**Selected excerpt:**

Blakely, 542 U.S. at 303-04, 124 S. Ct. at 2537 (citations and quotation omitted).  "Any fact (other than a prior conviction) which is necessary to support a sentence exceeding the maximum authorized by the facts established by a plea of guilty or a jury verdict must be admitted by the defendant or proved to a jury beyond a reasonable doubt."  United States v. Booker, 125 S. Ct. 738, 756 (2005).  The Minnesota Supreme Court recently held that Minn. Sent. Guidelines II.D was unconstitutional as applied, violating the defendant's Sixth Amendment right to a jury trial, to the extent that it authorized the district court to impose an upward durational sentencing departure upon finding an aggravating factor without the aid of a jury.  State v. Shattuck, 704 N.W.2d 131, 142 (Minn. 2005).

Raw records
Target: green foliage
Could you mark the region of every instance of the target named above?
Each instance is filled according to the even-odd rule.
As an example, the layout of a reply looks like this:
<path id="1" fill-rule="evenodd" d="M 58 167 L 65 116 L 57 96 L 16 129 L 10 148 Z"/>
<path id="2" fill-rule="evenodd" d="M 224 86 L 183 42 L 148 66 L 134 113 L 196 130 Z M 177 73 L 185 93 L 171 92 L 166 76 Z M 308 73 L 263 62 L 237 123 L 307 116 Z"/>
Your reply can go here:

**Problem statement:** Reproduce the sentencing excerpt in full, word for word. Rely solely on the sentencing excerpt and set the records aside.

**Finished answer:**
Blakely, 542 U.S. at 303-04, 124 S. Ct. at 2537 (citations and quotation omitted).  "Any fact (other than a prior conviction) which is necessary to support a sentence exceeding the maximum authorized by the facts established by a plea of guilty or a jury verdict must be admitted by the defendant or proved to a jury beyond a reasonable doubt."  United States v. Booker, 125 S. Ct. 738, 756 (2005).  The Minnesota Supreme Court recently held that Minn. Sent. Guidelines II.D was unconstitutional as applied, violating the defendant's Sixth Amendment right to a jury trial, to the extent that it authorized the district court to impose an upward durational sentencing departure upon finding an aggravating factor without the aid of a jury.  State v. Shattuck, 704 N.W.2d 131, 142 (Minn. 2005).